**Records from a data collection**
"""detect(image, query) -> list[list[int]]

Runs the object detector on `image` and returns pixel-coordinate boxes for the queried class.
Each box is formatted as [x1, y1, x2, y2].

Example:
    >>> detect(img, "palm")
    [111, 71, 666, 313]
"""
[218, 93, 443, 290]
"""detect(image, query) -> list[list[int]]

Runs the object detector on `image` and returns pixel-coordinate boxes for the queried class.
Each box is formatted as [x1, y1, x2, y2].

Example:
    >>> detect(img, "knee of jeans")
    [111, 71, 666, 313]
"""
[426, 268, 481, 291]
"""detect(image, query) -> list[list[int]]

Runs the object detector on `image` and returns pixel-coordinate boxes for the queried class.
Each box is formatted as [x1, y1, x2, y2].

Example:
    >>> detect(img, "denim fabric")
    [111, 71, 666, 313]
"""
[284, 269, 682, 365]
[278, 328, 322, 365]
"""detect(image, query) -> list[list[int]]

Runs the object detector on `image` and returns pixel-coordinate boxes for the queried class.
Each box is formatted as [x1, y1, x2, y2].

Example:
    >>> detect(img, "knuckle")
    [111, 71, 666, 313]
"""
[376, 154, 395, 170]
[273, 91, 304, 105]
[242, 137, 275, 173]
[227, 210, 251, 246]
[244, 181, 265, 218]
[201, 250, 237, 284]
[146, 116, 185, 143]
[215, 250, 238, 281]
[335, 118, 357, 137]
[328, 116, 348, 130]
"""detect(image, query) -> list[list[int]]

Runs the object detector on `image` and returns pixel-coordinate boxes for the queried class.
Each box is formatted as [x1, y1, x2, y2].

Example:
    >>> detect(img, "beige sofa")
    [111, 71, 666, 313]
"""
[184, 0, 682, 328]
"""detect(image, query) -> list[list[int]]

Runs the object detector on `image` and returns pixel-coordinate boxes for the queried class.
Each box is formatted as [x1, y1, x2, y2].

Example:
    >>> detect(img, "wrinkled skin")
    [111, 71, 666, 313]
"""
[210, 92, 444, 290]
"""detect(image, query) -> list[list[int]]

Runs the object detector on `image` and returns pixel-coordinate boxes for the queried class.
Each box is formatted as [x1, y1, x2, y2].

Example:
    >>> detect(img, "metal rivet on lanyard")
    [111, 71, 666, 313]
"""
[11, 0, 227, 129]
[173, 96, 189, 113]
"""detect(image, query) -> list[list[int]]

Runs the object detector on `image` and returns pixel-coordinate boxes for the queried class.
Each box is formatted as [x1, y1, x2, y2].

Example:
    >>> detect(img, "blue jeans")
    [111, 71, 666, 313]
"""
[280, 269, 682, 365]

**TASK DIRECTIONS**
Retype each line of the data exactly as it reads.

**THE ANSWER**
"""detect(image, query) -> list[list[int]]

Runs the object detector on `image` and returns pixel-coordinate boxes for the queried class.
Each box is formatted as [x1, y1, x2, y2].

Example:
    >>> detect(img, "palm")
    [111, 71, 666, 313]
"""
[218, 93, 443, 290]
"""detect(image, query) -> list[list[int]]

Runs the object detector on `image` and returns pixel-coordinate boxes for the queried class.
Each box is formatted as [x1, y1, x2, y2].

Example:
    >>> detect(img, "knee of jeans")
    [111, 71, 666, 313]
"""
[426, 268, 481, 291]
"""detect(image, query) -> list[list[int]]

Runs the object detector on `image` and returns pixel-coordinate boxes for the queried class.
Each box is formatted as [x1, y1, x2, y2].

Example:
    >>> detect(img, "denim fabric")
    [111, 71, 666, 313]
"""
[284, 269, 682, 365]
[278, 328, 322, 365]
"""detect(image, query) -> list[list[int]]

Runs the object detector on `image` and returns pixel-coordinate boxes for the queried class.
Each box is formatted as [x1, y1, x2, y2].

Example:
    >>> detect(img, "knuckle")
    [111, 71, 666, 313]
"""
[376, 154, 395, 170]
[273, 91, 304, 105]
[242, 137, 275, 173]
[227, 210, 251, 246]
[244, 181, 265, 218]
[201, 250, 237, 284]
[146, 116, 185, 143]
[215, 250, 238, 281]
[335, 118, 357, 137]
[328, 116, 348, 130]
"""detect(image, query) -> list[list[int]]

Runs the object detector on `image` and returns pixel-coordinate boxes for the queried class.
Each box is formatted as [x1, y1, x2, y2].

Example:
    >>> detect(img, "beige sofa")
    [111, 71, 666, 313]
"""
[184, 0, 682, 328]
"""detect(image, query) -> list[list[int]]

Runs the object detector on `image` and returns pixel-coordinate boxes for the queried class.
Each box is formatted as [x1, y1, x2, y2].

Example:
    >>> detect(img, "wrinkled skin")
    [111, 71, 666, 313]
"""
[210, 92, 444, 290]
"""detect(image, query) -> list[list[int]]

Runs the object detector on `image` and returns pixel-coordinate boxes for the queried class.
Each box is formatted as [x1, y1, x2, y2].

Example:
    >>> detect(img, "metal rivet on lanyard")
    [111, 71, 666, 313]
"""
[11, 0, 227, 129]
[173, 96, 189, 113]
"""detect(image, query) -> list[list[int]]

Runs the object detector on `image` and returns pixel-coordinate boxes for the queried class.
Each box is formatted as [x1, y1, x2, y2].

Example:
    >>> detect(img, "blue jeans")
    [111, 71, 666, 313]
"""
[280, 269, 682, 365]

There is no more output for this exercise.